* Описание задания *
Объясните по фрагменту о психиатрических сеансах, почему во время беседы с пациентом ничего не записывается.

* Фрагмент для чтения *
______

Читать книгу Демон, которого ты знаешь. Истории о человеческой жестокости и сострадании онлайн
37 страница из 59
Я стараюсь вписываться в эти рамки – пусть даже психиатрические больницы очень сильно отличаются от комфортабельных комнат Зигмунда Фрейда для консультаций. Это он в свое время ввел в практику пятидесятиминутный сеанс общения, или так называемый терапевтический час, – возможно, потому, что его пациентам не надо было проводить по десять минут в комнате ожидания. Или по той причине, что ему требовался небольшой перерыв между двумя сеансами. В отличие от Фрейда и большинства других психотерапевтов, занимающихся частной практикой, мне не приходится принимать больных одного за другим практически без пауз. Отчасти потому, что каждый сеанс должен быть сразу же детально задокументирован, отчасти по той причине, что мне необходимо все согласовать с моими коллегами, которые тоже работают с данным конкретным пациентом. К моменту моего знакомства с Тони я уже знала, что первые пять или десять минут после сеанса просто бесценны с той точки зрения, что именно в это время можно записать особенно яркие и интересные высказывания и повороты беседы, так как они еще свежи в памяти. Во время разговора с пациентом я ничего не записываю – хотя бы потому, что это сделало бы беседу похожей на допрос; да и вообще, если пациент настроен параноидально, это нежелательно по совершенно очевидным причинам. Большинство серьезных специалистов-психиатров приучают себя запоминать содержание разговоров с больными во время сеансов терапии. Работая с Тони, я все еще совершенствовала этот навык и потому очень старалась удержать в памяти, что именно – дословно – говорят люди, какие ключевые образы и метафоры они используют. Выяснилось, что наилучшим образом у меня все получается, если разделить содержание сеанса на три части, – это не давало всему сказанному смешаться у меня в голове. Разумеется, не следует понимать это буквально, но в целом такая схема мне действительно помогала – она в каком-то смысле отражала слова Филипа Ларкина, который, перефразируя Аристотеля, заметил, что любой роман, как и древнегреческая трагедия, «имеет начало, середину и конец».

______

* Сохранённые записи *
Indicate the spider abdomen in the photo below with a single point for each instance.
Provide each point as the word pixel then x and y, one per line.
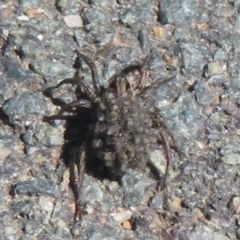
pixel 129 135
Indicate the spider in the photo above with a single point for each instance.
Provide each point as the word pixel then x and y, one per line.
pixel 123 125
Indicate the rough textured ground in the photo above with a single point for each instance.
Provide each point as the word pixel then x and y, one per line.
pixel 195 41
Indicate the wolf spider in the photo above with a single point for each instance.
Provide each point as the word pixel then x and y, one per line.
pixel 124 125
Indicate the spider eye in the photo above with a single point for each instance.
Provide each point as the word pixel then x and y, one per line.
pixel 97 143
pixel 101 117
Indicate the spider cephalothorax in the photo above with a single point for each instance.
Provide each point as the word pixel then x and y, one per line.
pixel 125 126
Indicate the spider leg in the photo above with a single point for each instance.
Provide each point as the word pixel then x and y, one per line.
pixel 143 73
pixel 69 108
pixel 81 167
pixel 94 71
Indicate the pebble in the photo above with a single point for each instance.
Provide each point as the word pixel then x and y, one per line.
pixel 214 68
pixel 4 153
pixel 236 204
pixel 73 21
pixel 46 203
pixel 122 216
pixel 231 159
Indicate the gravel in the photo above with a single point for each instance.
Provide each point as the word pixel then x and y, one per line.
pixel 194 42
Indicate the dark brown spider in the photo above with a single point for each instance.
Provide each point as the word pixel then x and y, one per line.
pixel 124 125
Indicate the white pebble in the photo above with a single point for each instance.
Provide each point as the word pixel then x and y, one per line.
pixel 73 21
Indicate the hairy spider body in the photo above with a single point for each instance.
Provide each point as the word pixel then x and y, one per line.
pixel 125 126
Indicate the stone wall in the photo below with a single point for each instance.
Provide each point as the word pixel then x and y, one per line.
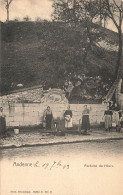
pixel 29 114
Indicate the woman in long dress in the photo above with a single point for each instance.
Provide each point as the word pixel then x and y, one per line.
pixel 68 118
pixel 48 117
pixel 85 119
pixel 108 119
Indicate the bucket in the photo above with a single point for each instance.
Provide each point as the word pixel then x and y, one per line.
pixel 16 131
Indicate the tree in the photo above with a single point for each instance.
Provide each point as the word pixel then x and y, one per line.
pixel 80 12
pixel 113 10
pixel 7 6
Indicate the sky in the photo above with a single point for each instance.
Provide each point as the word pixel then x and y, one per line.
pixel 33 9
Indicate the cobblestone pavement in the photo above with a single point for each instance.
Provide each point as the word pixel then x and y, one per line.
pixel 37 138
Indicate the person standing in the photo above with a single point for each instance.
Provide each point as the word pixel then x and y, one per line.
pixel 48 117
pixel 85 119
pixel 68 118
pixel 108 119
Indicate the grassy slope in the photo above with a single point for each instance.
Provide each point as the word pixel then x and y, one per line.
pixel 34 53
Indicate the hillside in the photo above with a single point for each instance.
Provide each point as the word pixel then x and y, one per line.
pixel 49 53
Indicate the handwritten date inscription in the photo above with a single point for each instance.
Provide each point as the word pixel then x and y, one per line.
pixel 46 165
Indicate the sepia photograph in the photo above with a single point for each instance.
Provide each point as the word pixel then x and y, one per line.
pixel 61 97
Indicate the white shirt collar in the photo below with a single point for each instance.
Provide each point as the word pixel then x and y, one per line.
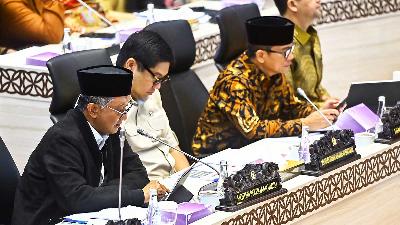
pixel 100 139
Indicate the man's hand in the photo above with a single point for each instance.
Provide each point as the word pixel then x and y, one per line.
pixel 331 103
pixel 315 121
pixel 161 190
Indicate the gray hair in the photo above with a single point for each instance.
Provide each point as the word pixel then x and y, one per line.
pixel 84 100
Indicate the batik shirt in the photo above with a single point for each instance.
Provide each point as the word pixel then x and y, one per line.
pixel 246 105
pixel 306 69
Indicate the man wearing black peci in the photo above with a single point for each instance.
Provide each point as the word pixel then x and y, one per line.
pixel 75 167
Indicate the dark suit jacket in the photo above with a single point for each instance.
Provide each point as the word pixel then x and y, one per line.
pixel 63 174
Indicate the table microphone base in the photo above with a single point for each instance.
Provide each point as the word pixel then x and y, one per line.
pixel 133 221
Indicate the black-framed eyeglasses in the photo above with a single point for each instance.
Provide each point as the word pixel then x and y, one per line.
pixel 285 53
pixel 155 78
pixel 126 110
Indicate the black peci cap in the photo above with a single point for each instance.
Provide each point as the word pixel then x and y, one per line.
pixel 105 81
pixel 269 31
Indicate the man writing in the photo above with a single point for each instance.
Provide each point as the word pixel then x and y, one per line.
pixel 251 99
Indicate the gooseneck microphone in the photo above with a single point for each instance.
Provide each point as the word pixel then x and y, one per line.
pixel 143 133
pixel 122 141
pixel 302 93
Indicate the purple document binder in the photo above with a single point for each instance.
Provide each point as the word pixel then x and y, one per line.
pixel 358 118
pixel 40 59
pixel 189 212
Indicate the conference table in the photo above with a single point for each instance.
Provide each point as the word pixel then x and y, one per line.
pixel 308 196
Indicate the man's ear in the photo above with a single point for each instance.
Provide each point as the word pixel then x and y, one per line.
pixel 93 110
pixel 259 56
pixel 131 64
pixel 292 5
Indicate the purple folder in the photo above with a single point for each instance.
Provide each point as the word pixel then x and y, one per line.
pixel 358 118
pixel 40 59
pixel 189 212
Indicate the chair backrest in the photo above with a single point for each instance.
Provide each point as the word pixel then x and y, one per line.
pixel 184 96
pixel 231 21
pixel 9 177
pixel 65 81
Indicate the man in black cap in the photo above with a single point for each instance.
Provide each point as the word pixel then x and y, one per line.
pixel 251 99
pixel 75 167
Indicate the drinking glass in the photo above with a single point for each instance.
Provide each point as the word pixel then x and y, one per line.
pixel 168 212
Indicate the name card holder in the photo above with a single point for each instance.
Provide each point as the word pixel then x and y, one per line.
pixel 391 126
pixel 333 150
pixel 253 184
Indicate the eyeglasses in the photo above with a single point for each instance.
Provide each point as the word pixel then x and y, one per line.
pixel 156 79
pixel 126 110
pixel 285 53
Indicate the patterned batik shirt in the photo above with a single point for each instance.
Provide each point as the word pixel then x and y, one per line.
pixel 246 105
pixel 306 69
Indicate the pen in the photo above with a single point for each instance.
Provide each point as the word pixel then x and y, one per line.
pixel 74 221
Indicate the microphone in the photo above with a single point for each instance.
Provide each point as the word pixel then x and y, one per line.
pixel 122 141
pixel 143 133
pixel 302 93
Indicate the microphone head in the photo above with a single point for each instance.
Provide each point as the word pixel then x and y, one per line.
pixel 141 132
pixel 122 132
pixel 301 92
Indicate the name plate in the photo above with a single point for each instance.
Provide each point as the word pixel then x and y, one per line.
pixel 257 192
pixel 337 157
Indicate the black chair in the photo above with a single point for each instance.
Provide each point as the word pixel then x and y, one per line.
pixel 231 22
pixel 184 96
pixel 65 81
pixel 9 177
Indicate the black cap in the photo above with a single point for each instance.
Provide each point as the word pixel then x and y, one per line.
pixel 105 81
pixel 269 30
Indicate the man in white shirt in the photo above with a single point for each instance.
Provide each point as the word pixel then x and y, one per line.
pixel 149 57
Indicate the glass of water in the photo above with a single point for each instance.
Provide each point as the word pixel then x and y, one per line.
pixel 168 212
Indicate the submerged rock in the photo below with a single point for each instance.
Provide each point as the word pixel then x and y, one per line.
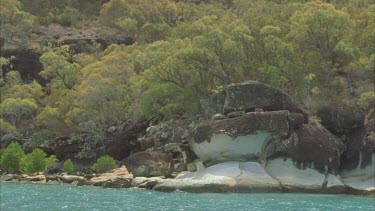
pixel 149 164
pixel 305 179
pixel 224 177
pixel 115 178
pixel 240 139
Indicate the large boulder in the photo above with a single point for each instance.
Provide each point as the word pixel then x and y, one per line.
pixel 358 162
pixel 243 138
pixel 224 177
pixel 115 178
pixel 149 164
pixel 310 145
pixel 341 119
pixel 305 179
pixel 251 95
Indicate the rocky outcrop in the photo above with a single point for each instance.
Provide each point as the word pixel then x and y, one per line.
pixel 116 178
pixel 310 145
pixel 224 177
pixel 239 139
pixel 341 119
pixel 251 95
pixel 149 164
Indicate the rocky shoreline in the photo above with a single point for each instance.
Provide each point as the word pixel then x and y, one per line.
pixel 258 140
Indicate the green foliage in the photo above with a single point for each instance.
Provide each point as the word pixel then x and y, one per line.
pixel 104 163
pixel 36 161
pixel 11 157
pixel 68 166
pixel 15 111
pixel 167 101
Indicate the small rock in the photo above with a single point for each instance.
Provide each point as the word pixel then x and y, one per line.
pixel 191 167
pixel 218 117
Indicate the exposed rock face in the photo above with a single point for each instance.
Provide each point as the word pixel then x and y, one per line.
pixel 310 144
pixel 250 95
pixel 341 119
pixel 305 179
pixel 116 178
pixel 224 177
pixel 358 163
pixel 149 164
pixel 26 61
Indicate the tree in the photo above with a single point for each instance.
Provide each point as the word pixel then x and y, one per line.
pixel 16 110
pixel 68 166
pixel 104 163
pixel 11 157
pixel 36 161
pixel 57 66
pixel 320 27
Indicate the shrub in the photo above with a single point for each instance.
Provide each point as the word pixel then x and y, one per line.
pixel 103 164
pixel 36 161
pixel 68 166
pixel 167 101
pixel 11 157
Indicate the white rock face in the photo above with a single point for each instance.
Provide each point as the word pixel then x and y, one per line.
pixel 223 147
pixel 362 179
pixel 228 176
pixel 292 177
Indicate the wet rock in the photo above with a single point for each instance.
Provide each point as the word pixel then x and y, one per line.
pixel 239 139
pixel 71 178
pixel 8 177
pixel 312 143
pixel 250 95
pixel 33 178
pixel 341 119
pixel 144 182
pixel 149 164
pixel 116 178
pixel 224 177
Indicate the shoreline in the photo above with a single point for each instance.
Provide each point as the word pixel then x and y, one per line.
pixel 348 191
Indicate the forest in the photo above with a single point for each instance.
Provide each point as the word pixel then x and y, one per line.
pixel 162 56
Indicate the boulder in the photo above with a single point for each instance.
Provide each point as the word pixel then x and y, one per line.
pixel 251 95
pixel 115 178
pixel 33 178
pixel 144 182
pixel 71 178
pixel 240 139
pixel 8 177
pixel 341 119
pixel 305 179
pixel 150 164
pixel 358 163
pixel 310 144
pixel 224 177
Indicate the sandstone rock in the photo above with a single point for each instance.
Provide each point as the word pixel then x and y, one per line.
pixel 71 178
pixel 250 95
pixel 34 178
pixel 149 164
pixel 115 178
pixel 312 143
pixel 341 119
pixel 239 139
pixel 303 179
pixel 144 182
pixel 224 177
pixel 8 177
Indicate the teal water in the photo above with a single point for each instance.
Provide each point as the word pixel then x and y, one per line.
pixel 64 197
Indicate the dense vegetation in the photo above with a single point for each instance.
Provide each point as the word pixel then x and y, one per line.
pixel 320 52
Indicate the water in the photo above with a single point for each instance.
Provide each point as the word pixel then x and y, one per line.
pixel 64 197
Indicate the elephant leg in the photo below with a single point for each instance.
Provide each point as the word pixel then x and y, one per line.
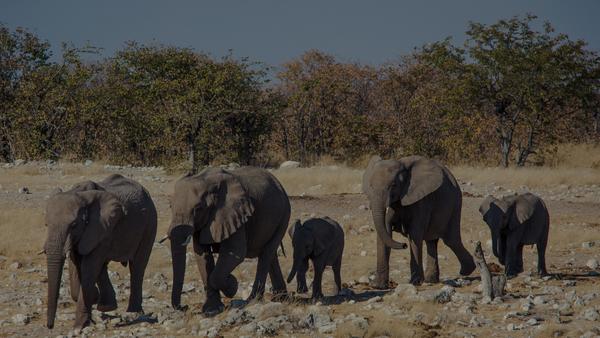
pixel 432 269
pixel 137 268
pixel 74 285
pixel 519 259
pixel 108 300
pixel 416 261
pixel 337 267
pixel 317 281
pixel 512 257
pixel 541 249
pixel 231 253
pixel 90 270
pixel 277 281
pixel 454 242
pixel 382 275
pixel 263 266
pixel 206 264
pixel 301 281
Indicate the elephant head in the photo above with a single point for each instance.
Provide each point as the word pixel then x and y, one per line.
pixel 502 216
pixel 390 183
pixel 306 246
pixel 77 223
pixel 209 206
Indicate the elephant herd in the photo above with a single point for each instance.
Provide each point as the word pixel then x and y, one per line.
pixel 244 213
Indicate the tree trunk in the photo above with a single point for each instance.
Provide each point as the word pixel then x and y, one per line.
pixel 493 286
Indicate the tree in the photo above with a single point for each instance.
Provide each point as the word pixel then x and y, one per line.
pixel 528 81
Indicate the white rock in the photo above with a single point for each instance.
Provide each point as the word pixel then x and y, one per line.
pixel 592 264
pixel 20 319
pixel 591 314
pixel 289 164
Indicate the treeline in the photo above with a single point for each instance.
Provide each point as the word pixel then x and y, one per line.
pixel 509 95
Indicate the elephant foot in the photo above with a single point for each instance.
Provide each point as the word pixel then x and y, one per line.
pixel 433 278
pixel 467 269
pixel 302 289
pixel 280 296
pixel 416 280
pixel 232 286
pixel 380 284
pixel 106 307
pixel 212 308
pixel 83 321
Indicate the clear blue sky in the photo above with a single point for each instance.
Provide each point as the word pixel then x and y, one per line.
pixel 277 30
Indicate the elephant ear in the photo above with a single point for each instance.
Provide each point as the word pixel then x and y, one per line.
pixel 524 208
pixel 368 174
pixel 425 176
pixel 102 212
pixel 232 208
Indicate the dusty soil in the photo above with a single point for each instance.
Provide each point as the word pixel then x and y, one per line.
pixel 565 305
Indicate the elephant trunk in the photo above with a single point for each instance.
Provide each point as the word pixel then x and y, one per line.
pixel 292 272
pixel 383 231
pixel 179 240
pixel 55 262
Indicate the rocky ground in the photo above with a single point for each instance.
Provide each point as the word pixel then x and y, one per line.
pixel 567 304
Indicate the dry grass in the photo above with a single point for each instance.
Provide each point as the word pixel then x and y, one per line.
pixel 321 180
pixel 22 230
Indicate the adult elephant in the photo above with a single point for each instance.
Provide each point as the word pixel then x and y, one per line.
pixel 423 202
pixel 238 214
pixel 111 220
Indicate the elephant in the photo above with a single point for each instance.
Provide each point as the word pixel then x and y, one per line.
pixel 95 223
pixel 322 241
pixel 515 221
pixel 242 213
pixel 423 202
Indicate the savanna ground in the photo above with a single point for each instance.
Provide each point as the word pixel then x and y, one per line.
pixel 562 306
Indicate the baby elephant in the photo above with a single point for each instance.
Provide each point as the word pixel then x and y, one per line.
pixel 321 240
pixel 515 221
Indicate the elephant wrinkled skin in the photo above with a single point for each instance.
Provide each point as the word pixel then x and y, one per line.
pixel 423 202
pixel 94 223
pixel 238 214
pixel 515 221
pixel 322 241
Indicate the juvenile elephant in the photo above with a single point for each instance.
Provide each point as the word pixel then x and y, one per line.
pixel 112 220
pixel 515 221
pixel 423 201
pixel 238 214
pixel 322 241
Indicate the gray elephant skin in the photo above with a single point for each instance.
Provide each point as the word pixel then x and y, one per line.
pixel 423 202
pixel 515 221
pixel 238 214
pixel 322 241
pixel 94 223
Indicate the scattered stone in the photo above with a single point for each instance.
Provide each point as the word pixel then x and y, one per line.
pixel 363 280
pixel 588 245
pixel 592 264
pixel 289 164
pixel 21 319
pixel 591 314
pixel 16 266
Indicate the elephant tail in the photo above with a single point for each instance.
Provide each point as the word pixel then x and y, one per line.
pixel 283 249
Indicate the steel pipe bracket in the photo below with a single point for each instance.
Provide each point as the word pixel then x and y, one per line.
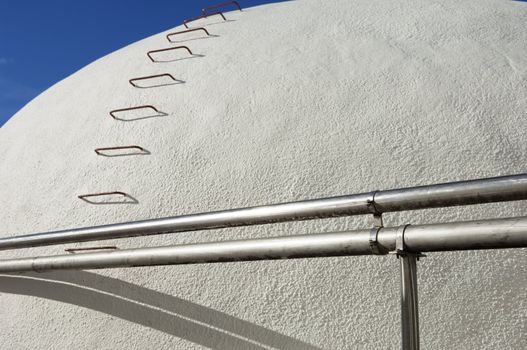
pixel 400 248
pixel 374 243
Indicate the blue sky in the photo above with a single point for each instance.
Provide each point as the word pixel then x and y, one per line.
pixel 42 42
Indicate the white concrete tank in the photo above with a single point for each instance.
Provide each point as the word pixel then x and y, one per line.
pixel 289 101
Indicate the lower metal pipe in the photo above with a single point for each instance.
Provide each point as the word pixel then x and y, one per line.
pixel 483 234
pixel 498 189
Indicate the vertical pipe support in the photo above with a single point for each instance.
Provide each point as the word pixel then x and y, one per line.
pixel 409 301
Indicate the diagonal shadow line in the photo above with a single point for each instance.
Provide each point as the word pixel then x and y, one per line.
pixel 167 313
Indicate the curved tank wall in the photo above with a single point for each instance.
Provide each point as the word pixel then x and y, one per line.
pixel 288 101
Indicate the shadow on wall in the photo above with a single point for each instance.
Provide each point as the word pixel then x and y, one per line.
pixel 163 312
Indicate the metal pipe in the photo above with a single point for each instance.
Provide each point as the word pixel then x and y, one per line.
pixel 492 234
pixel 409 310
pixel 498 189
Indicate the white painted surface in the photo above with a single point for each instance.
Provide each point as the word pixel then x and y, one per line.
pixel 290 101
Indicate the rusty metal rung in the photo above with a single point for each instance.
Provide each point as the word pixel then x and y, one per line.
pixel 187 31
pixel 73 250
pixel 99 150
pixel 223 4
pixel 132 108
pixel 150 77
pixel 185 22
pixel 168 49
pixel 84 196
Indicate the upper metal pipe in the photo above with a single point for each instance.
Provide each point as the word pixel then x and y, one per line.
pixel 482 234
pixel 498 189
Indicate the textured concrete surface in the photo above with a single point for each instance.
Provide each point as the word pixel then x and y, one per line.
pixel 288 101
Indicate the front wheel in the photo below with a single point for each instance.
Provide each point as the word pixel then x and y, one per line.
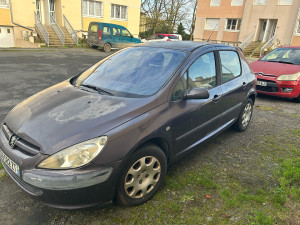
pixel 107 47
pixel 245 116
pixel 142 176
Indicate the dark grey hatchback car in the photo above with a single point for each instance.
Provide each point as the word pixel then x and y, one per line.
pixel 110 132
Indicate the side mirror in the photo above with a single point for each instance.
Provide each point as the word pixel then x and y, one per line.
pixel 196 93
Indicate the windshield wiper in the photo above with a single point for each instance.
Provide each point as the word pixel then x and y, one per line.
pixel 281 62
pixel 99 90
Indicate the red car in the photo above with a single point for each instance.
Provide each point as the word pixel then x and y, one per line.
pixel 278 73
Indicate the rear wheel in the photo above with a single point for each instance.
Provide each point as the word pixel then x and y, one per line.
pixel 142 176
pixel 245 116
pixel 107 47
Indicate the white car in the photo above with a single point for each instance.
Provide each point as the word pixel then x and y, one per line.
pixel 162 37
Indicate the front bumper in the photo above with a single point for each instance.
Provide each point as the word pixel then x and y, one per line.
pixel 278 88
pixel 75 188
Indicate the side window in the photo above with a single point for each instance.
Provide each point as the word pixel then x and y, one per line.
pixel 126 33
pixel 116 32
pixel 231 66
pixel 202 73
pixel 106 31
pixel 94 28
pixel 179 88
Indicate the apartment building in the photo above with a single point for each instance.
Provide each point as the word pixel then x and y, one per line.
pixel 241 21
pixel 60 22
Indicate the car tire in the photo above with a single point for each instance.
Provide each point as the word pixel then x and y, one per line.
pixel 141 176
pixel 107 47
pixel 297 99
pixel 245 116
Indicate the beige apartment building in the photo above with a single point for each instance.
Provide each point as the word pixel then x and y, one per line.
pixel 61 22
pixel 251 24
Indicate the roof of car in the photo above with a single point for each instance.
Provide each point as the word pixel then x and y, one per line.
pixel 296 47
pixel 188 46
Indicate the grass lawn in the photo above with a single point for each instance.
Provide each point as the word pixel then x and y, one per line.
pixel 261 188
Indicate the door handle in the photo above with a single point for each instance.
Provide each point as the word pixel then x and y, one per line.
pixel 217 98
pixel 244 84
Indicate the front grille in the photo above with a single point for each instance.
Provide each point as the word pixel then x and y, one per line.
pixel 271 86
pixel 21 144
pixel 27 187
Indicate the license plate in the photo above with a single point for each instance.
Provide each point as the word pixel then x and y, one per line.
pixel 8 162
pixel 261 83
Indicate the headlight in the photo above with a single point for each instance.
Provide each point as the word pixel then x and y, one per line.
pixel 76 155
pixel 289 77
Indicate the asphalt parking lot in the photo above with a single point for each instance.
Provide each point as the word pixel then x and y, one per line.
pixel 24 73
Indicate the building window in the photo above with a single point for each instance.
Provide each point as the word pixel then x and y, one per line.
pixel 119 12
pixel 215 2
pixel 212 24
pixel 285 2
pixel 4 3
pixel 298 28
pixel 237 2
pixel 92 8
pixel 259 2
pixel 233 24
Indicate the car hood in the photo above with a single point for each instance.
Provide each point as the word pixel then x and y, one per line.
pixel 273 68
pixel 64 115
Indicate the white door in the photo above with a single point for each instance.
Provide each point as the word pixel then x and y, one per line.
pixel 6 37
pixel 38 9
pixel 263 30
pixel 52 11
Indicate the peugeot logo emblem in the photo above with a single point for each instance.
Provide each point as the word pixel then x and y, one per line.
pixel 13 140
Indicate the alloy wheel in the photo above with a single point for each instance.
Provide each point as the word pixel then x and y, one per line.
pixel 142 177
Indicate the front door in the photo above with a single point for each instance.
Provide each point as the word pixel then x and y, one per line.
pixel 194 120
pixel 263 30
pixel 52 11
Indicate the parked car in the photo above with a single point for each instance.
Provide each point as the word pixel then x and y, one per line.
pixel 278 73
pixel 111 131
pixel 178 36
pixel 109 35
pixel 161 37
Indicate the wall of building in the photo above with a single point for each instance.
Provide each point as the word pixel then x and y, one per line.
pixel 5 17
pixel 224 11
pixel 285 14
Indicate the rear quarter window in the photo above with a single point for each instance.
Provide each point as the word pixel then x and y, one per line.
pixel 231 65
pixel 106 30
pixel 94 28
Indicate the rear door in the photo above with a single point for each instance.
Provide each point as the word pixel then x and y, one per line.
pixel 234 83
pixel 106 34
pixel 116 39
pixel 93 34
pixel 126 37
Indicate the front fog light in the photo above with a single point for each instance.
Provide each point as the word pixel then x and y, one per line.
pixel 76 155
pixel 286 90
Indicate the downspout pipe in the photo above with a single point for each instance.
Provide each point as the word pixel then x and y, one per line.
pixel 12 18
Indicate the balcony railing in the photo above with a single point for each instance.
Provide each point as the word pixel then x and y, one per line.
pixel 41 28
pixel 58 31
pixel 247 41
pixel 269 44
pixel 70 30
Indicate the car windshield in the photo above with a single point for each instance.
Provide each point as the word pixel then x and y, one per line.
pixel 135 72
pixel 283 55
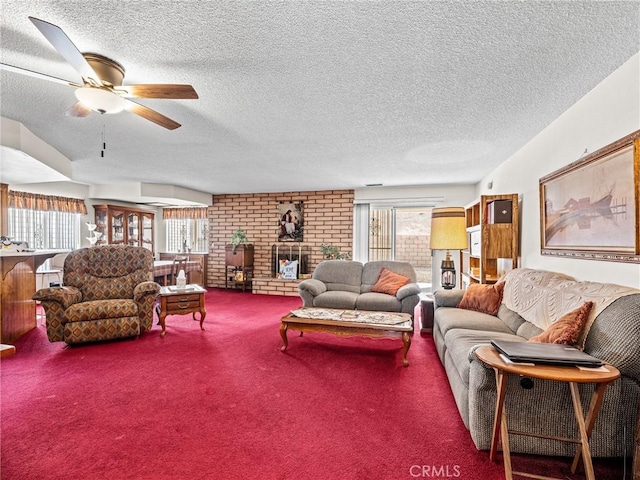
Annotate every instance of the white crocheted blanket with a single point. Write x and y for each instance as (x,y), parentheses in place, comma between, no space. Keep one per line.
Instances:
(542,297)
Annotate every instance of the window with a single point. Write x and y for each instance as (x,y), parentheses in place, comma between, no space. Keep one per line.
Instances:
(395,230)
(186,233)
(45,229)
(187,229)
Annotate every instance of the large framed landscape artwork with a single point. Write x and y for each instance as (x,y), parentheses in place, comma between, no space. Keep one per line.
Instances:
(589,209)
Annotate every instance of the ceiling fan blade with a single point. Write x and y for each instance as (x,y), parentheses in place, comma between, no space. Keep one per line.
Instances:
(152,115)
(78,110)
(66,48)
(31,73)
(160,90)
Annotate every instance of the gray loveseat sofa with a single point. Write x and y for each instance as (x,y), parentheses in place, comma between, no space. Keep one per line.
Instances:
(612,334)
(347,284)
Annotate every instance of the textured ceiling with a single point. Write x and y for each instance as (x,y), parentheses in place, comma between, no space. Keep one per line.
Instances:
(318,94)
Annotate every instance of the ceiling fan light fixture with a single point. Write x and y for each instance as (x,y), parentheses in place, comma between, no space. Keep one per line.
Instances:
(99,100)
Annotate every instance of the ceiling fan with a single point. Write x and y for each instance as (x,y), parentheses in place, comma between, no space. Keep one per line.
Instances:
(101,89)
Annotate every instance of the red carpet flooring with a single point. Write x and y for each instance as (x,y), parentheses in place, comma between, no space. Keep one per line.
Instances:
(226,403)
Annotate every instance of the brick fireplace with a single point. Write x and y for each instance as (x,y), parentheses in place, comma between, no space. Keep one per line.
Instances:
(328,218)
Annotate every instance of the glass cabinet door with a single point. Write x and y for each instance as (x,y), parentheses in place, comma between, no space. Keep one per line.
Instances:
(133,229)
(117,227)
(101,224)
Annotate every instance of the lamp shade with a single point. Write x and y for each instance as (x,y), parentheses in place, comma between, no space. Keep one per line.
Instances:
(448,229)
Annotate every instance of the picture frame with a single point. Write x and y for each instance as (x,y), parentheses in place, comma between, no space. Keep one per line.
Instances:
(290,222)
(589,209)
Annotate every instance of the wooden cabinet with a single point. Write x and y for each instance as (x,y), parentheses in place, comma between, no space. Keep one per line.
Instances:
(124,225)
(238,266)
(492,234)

______

* Ответ на задание *
Записи во время разговора сделали бы беседу похожей на допрос. Кроме того, если пациент настроен параноидально, делать записи нежелательно.